# [Estratto della fonte]
--------------------
Ho provato spesso a immaginare la vita dei due, spiandoli nelle loro quotidianità lavorative, notando le occhiaie marcate di certe volte in cui cerchi di recuperare la vita in sospeso di notte, le occhiate dolci di alcune mattine in cui ci si sente un po' più Uno, anziché due, oppure il silenzio teso di giorni come questo, quando sei andato a dormire arrabbiato e ti sei svegliato triste, quando il peso del lavoro è niente rispetto al peso di aver ferito o deluso l'altro, il sospetto di non essere abbastanza, l'eco di parole scagliate per impulso.
Mi siedo al mio tavolo e alzo lo sguardo verso la foresta di lampadine multiformi sopra di me. Come se ognuna di loro fosse la garanzia che quei due continueranno ad amarsi. Come se tutto Tuorlo, lo fosse. Perché i progetti sono sintomo di futuro, e finché si riesca a guardare oltre nulla è perduto.
Certo, la mia pigrizia è davvero esagerata se sto ancora elucubrando sulla relazione di quei due, anziché tornare al lavoro. Soprattutto pensando che tutto sono fuorché un romantico, visto che la mia ultima relazione è durata il nanosecondo che ho impiegato a capire che tengo troppo al perimetro controllato e ordinato della mia individualità per permettere ad altri di varcarlo così a fondo. Posso fingere una sorta di deformazione professionale, nell'immaginare la trama della vita di quei due.
Mentre sono ancora immerso nei miei ragionamenti, sento Riccardo andare in cucina.
--------------------
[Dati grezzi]
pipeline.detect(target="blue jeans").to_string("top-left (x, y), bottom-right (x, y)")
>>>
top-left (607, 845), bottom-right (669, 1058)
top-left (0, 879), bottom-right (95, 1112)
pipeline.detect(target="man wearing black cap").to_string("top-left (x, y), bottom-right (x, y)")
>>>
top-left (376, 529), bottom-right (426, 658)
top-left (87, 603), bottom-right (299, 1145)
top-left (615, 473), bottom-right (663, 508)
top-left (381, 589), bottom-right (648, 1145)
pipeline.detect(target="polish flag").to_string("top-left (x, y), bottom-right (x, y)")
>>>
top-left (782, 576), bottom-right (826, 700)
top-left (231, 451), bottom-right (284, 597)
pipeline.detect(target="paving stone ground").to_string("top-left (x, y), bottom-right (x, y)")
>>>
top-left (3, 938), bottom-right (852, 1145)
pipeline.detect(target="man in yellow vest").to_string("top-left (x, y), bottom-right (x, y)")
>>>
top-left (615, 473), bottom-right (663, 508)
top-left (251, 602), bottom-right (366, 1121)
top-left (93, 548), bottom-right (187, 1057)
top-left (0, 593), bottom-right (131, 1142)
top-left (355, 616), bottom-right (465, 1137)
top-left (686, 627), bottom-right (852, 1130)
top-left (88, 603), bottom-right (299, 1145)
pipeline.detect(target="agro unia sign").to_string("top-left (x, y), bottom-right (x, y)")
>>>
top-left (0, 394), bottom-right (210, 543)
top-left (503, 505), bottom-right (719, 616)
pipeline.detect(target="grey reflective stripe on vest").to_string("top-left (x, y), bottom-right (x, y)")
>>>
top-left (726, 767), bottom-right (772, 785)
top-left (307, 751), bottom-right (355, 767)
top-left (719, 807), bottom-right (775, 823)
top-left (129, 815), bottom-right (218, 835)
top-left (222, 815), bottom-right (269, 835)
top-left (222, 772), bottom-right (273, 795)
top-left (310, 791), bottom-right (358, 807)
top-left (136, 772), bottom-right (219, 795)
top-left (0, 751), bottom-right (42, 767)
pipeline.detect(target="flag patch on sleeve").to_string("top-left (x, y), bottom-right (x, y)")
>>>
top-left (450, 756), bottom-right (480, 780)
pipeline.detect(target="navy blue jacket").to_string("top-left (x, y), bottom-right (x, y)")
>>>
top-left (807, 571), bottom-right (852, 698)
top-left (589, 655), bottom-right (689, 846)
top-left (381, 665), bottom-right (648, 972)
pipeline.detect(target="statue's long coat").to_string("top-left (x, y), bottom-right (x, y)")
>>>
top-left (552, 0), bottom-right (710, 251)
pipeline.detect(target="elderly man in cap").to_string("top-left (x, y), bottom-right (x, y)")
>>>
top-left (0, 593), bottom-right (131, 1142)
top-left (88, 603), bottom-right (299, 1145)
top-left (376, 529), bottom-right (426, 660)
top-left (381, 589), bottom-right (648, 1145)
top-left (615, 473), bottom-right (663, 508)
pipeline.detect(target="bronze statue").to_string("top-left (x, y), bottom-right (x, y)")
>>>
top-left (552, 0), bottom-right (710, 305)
--------------------
# [Compiti]
a) Estrai dal brano su Tuorlo il passo che comincia con "Ho provato spesso" e prosegue fino a "nulla è perduto.".
b) Secondo il brano su Tuorlo, di che cosa sono sintomo i progetti?
c) Prosegui il brano su Tuorlo riprendendo subito dopo la sua ultima frase.
I dati non servono.

# [Compiti svolti]
a)
Ho provato spesso a immaginare la vita dei due, spiandoli nelle loro quotidianità lavorative, notando le occhiaie marcate di certe volte in cui cerchi di recuperare la vita in sospeso di notte, le occhiate dolci di alcune mattine in cui ci si sente un po' più Uno, anziché due, oppure il silenzio teso di giorni come questo, quando sei andato a dormire arrabbiato e ti sei svegliato triste, quando il peso del lavoro è niente rispetto al peso di aver ferito o deluso l'altro, il sospetto di non essere abbastanza, l'eco di parole scagliate per impulso.
Mi siedo al mio tavolo e alzo lo sguardo verso la foresta di lampadine multiformi sopra di me. Come se ognuna di loro fosse la garanzia che quei due continueranno ad amarsi. Come se tutto Tuorlo, lo fosse. Perché i progetti sono sintomo di futuro, e finché si riesca a guardare oltre nulla è perduto.

b) I progetti sono sintomo di futuro.

c)
In fondo, mi spunta un sorriso a immaginare che si stiano riappacificando. O che, almeno, stiano affermando all'uno la presenza dell'altra, anche se ora non riescono a stare insieme come vorrebbero. Ché l'amore non è mai a prescindere, ma sempre nonostante. Nonostante le delusioni, la stanchezza, le aspettative, le volte in cui vorremmo l'altro migliore di noi perché noi non ce la facciamo, le volte in cui ci concediamo di cadere perché sappiamo che finalmente possiamo, nonostante i limiti e gli egoismi ancora da domare, l'amore, soprattutto, è nonostante i giorni e tutto ciò che essi comportano.

sabato 27 agosto 2016

Tuorlocratia, un'idea di Tuorlo.

Le mattine di fine agosto, a Milano, sembrano avvolte da un velato senso di sospensione, un'impalpabile impasse fra la frenesia dell'estate e le foglie secche dell'autunno. Esco di casa attorno alle nove - come quasi ogni mattina -, con il Mac nella cartella di cuoio sperando, probabilmente invano, che qualcuna delle mie scrivanie temporanee abbia riaperto: ad agosto, a Milano, tutti i somministratori di caffeina e WiFi chiudono i battenti. Sono andato in ferie perché non avevo più uffici dove lavorare, non per altro.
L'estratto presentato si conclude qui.